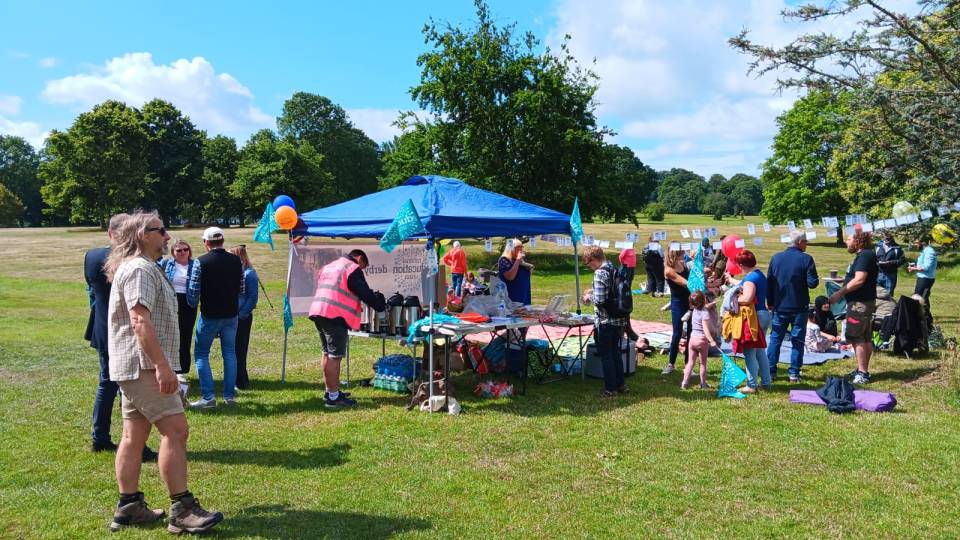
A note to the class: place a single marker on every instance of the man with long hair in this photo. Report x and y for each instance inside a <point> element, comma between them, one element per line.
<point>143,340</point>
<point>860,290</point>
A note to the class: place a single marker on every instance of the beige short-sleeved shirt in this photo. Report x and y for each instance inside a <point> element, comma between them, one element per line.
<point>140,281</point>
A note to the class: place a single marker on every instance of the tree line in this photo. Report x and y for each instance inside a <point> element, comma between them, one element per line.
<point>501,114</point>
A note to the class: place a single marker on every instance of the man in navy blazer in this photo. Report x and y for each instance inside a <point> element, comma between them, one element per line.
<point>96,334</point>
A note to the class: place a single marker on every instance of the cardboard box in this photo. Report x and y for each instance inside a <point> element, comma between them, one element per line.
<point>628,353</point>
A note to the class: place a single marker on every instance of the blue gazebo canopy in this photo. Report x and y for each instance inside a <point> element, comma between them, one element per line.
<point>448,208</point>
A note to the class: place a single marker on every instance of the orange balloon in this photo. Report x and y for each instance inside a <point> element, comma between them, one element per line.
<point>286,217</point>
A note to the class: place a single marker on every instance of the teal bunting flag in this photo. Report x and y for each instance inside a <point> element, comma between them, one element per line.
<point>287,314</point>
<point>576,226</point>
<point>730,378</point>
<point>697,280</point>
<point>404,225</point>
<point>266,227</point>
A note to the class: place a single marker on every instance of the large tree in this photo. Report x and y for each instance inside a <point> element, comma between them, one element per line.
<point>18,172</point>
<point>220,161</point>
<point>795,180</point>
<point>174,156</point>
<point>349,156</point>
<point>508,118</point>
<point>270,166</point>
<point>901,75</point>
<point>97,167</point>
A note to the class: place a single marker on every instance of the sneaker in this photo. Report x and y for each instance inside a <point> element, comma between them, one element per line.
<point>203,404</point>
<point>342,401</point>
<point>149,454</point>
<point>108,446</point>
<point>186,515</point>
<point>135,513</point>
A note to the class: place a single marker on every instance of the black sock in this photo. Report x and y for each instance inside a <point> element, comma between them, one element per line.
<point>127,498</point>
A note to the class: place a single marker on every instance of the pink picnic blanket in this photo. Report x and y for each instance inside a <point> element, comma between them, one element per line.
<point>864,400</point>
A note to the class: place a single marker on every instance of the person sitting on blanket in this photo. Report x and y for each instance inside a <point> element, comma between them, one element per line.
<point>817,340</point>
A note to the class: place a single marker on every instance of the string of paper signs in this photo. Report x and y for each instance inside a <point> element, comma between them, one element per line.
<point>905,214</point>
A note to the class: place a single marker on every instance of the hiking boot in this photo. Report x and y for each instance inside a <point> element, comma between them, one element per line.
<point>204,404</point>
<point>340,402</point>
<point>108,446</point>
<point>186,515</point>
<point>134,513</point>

...

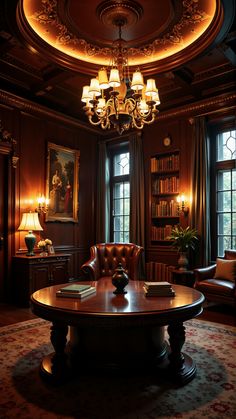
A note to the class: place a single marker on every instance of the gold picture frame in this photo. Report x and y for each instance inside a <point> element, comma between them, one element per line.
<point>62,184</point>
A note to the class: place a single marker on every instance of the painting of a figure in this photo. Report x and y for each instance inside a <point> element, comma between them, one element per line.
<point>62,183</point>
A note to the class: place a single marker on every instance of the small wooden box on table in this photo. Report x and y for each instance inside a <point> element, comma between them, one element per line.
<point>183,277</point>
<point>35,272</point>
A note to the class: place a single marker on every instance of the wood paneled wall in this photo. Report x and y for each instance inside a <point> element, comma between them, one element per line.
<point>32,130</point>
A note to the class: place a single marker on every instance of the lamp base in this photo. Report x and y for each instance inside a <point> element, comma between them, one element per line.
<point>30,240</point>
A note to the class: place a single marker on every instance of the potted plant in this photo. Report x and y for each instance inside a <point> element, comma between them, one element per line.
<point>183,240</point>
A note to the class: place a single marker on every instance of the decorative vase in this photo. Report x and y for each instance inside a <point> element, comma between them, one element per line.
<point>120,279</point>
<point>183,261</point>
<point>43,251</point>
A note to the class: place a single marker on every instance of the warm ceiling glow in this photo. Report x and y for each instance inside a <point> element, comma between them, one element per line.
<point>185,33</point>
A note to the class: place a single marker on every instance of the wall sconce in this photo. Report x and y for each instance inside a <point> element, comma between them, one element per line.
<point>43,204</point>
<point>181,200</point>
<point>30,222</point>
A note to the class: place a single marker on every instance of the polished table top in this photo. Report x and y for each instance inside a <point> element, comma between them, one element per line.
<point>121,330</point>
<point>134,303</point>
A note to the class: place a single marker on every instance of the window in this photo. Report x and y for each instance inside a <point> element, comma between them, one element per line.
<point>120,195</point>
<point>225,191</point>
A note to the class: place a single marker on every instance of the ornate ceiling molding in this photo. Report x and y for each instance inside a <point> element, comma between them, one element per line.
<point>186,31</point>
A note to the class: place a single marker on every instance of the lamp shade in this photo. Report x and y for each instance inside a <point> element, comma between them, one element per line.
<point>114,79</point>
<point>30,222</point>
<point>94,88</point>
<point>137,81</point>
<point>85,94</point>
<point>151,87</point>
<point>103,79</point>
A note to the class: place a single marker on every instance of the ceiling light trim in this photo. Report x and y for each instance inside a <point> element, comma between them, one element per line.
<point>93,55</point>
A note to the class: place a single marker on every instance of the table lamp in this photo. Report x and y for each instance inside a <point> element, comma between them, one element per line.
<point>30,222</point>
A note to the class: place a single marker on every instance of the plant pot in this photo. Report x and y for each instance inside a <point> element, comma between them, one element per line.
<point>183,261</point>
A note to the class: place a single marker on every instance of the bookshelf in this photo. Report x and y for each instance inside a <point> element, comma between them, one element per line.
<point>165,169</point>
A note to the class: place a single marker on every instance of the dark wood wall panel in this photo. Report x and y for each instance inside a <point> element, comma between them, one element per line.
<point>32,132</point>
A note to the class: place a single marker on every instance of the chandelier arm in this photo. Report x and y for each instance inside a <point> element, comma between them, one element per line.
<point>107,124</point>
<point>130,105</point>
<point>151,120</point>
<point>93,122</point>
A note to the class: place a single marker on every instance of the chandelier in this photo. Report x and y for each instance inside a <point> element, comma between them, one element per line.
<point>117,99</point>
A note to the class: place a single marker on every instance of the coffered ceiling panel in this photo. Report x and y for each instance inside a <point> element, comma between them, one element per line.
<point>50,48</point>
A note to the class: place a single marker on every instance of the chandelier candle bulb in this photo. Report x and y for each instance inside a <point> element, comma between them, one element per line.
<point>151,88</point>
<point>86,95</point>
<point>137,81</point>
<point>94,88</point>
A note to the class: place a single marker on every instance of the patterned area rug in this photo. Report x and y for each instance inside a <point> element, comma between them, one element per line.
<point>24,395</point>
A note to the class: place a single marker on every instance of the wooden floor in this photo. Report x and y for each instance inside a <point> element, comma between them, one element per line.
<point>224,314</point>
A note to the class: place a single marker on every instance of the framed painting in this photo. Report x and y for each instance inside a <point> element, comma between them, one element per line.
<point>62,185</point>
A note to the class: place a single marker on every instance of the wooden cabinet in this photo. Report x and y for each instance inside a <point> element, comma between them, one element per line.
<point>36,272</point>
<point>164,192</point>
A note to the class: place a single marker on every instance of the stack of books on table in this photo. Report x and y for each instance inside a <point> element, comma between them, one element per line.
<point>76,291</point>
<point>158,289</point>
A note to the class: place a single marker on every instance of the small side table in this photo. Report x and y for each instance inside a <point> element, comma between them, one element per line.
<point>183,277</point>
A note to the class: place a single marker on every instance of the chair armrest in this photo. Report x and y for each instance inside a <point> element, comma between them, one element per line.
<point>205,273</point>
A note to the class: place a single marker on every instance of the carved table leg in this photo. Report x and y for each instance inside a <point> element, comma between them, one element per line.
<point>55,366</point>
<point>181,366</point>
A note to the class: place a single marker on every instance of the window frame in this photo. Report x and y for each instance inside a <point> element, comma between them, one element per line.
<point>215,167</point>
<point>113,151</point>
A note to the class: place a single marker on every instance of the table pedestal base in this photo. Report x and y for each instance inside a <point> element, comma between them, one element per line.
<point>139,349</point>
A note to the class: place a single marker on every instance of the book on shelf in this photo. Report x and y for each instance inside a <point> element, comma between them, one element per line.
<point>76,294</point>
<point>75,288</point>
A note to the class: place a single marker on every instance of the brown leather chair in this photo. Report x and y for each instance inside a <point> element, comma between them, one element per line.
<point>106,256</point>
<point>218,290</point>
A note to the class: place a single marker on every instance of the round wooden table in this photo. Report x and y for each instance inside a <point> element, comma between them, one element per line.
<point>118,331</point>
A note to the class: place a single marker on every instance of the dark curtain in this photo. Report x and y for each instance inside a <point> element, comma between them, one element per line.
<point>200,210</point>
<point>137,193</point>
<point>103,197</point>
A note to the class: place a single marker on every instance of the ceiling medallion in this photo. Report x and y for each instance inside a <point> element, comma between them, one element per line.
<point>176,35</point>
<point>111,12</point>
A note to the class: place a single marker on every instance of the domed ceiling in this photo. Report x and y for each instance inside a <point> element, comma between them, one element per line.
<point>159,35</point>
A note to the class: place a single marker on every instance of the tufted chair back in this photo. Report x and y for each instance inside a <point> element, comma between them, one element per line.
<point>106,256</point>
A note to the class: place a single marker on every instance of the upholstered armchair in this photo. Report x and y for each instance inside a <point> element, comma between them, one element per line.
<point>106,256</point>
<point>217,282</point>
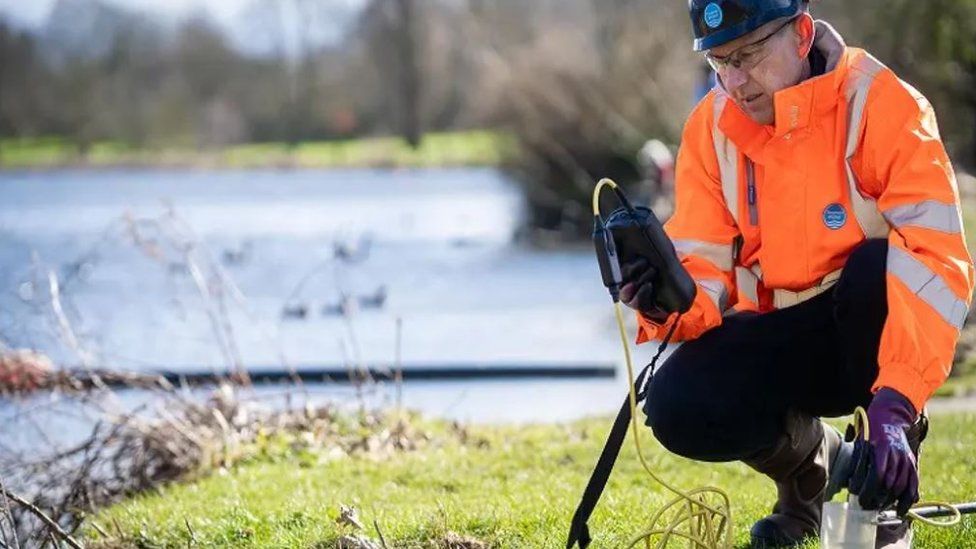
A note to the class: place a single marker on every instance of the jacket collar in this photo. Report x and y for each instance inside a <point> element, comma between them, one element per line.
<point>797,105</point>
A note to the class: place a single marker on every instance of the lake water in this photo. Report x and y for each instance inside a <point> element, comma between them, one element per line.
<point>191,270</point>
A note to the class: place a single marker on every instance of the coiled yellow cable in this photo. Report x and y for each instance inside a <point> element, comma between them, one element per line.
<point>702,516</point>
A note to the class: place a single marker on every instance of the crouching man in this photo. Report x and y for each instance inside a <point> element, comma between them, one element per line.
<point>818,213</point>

_WHAT THE TASK REQUIRES:_ Put the lines from the one containing "of the crouching" up to and including the one containing "<point>818,213</point>" into a Markdown table with the columns Row and Line. Number each row and leave out any blank lines.

_WRITTEN SOLUTION:_
| Row | Line |
|---|---|
| 1 | A note to the class: place a single marker on every instance of the crouching man in this photo. Report x and y for each instance inside a <point> element, comma between them, one element per line. |
| 2 | <point>818,213</point> |